For the entries that follow, restate word for word the line containing "negative clicks: (1409, 492) (1652, 524)", the line containing "box: [0, 0, 1659, 734]", and every line that lies between them.

*** Opening of DATA FOR THIS TASK ***

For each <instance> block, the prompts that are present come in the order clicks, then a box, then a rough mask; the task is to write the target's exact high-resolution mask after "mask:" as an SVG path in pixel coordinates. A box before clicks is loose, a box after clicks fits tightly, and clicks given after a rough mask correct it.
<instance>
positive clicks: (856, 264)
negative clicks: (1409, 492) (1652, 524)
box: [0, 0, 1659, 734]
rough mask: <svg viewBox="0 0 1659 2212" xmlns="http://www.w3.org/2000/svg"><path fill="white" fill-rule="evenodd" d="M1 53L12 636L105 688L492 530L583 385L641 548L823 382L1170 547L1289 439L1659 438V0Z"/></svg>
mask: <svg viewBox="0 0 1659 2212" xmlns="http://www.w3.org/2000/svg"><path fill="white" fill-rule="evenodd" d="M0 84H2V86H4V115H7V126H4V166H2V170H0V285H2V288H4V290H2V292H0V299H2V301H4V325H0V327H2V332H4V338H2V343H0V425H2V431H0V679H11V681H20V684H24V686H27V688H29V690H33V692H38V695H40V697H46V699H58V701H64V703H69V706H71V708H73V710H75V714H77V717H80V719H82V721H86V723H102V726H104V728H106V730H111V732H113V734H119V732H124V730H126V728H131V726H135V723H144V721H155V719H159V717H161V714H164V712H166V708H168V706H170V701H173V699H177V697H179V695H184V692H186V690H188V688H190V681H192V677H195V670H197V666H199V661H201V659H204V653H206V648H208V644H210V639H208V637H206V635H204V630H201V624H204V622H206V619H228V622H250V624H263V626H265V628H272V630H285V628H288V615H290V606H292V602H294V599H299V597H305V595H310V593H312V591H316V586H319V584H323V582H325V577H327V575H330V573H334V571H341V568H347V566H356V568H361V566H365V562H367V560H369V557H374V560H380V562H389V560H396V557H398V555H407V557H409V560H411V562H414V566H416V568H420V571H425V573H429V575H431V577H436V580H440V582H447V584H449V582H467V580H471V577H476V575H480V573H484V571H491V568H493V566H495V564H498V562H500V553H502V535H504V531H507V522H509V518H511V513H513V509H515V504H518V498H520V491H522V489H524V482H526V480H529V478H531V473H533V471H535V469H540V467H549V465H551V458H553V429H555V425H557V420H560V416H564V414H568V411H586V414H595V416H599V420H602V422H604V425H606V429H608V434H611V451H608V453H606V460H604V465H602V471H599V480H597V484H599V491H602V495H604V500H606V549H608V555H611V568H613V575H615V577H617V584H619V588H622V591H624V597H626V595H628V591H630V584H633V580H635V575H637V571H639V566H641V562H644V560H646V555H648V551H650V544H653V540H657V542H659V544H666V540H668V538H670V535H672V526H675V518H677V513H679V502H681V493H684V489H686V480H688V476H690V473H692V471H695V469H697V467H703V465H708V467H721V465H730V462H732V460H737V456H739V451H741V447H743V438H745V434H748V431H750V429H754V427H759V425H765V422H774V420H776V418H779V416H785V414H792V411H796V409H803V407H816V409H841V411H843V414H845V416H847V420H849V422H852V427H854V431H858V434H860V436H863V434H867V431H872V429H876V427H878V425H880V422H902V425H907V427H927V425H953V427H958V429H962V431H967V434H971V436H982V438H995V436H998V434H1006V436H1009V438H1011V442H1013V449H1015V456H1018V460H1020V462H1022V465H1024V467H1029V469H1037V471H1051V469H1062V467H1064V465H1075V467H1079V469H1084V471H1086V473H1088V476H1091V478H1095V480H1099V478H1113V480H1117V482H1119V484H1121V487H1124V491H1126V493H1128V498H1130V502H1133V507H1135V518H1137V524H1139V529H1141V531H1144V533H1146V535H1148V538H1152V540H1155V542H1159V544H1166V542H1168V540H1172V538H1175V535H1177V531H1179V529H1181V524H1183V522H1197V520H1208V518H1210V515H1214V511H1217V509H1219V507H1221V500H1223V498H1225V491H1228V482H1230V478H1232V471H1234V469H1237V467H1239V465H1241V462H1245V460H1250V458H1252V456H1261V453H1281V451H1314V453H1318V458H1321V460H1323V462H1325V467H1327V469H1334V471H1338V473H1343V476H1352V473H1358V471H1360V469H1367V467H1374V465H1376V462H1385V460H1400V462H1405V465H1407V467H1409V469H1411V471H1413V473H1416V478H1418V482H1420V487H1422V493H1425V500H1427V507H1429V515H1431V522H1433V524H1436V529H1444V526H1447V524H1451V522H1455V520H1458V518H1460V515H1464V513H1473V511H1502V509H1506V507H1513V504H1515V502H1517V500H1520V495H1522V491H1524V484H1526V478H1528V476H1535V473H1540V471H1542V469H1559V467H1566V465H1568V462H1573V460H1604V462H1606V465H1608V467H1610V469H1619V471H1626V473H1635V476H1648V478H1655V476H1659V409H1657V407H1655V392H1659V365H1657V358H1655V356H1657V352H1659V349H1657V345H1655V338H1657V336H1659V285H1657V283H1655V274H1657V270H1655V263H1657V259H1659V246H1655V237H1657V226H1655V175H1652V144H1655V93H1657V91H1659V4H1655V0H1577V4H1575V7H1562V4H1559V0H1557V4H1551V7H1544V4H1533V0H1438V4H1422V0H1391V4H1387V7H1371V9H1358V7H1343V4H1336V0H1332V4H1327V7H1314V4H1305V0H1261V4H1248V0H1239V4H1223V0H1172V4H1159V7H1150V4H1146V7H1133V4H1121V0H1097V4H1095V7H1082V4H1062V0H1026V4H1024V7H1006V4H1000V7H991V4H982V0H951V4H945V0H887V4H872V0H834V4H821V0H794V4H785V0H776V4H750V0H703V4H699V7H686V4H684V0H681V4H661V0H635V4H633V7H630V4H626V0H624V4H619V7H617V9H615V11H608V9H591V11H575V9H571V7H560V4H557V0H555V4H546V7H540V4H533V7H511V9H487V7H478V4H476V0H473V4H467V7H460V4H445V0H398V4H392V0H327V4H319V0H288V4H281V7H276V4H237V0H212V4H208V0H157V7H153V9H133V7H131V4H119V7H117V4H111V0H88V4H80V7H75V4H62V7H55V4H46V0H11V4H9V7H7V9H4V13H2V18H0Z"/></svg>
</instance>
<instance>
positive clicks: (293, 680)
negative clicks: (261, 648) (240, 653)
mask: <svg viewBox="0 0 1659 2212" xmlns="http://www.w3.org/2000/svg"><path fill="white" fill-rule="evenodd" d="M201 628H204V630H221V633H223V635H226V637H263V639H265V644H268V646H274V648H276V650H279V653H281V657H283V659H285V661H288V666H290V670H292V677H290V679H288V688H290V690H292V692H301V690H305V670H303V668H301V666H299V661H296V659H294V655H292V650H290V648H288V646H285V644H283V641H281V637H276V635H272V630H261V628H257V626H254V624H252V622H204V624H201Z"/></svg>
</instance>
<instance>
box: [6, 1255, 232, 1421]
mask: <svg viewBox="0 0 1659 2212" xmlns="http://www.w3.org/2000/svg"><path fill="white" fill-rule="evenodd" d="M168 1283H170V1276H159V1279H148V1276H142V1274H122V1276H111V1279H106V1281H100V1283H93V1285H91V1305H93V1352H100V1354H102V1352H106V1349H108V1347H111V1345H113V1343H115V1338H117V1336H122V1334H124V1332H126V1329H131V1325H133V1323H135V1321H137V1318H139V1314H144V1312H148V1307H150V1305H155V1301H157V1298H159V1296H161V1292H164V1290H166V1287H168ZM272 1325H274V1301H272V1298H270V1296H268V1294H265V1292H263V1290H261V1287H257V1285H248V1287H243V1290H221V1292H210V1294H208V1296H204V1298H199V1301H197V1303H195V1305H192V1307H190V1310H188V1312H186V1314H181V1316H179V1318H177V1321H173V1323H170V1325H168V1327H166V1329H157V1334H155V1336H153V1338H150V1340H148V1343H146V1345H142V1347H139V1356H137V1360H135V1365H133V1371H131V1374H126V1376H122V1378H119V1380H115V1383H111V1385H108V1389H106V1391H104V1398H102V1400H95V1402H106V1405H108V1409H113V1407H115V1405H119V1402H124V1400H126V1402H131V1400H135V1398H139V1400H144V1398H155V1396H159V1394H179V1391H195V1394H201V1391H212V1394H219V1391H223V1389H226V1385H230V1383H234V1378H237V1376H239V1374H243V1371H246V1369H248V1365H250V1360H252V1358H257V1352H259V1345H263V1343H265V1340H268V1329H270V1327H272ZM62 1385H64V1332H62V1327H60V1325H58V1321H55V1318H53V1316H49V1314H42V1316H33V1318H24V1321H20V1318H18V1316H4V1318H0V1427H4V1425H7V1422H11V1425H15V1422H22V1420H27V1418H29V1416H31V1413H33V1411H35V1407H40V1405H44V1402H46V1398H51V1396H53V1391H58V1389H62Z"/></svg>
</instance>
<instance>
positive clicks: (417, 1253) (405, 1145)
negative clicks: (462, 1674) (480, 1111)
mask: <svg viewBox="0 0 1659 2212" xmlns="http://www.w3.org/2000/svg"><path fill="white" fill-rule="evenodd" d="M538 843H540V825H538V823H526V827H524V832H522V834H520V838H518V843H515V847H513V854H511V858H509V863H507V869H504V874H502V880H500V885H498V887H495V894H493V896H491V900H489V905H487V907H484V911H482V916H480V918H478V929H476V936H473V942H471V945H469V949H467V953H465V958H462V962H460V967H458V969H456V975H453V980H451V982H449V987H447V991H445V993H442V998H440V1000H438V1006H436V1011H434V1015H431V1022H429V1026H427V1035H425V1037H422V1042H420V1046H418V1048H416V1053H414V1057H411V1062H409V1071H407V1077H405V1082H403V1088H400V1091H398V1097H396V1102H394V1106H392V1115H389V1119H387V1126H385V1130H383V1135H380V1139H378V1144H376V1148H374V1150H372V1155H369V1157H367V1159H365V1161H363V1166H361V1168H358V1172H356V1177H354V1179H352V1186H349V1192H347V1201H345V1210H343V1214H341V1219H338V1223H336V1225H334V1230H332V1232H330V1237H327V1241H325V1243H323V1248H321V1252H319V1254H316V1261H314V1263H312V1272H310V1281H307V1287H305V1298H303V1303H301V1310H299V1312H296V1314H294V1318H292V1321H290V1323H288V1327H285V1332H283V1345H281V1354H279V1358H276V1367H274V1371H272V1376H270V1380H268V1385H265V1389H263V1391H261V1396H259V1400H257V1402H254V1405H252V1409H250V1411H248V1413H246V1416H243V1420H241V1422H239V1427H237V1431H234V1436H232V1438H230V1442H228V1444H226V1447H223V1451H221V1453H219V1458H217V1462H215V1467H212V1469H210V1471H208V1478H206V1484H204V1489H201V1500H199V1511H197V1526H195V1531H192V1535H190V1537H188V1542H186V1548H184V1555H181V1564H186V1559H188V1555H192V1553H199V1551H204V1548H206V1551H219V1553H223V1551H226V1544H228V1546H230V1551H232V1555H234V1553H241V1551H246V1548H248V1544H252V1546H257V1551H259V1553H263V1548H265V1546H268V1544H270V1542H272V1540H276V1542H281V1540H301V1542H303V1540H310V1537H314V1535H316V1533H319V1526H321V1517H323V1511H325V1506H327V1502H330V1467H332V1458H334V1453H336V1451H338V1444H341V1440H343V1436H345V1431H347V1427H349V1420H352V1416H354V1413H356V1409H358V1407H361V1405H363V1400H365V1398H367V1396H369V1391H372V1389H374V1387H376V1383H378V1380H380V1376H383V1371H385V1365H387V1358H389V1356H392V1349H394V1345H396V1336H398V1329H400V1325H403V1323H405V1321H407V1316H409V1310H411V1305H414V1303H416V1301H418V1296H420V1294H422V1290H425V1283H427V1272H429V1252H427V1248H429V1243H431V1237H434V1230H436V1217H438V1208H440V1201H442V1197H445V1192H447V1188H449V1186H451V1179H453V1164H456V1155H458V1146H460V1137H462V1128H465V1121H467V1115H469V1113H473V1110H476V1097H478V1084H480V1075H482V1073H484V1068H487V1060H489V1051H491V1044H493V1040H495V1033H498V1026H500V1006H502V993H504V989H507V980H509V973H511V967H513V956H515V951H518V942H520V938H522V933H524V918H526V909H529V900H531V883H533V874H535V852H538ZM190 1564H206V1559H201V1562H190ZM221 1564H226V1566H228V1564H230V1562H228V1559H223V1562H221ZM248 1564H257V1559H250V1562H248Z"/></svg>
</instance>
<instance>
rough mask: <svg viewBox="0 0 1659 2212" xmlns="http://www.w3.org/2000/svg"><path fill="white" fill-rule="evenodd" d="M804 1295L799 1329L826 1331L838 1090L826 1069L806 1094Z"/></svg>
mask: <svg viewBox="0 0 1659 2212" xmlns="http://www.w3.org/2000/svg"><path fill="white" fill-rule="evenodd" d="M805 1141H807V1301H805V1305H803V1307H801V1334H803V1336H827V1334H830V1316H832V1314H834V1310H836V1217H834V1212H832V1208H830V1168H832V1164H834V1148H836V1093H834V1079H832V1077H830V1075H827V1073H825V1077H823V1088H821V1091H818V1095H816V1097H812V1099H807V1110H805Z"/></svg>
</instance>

*** Close of DATA FOR THIS TASK ***

- TASK RESPONSE -
negative clicks: (1409, 492) (1652, 524)
box: [0, 0, 1659, 734]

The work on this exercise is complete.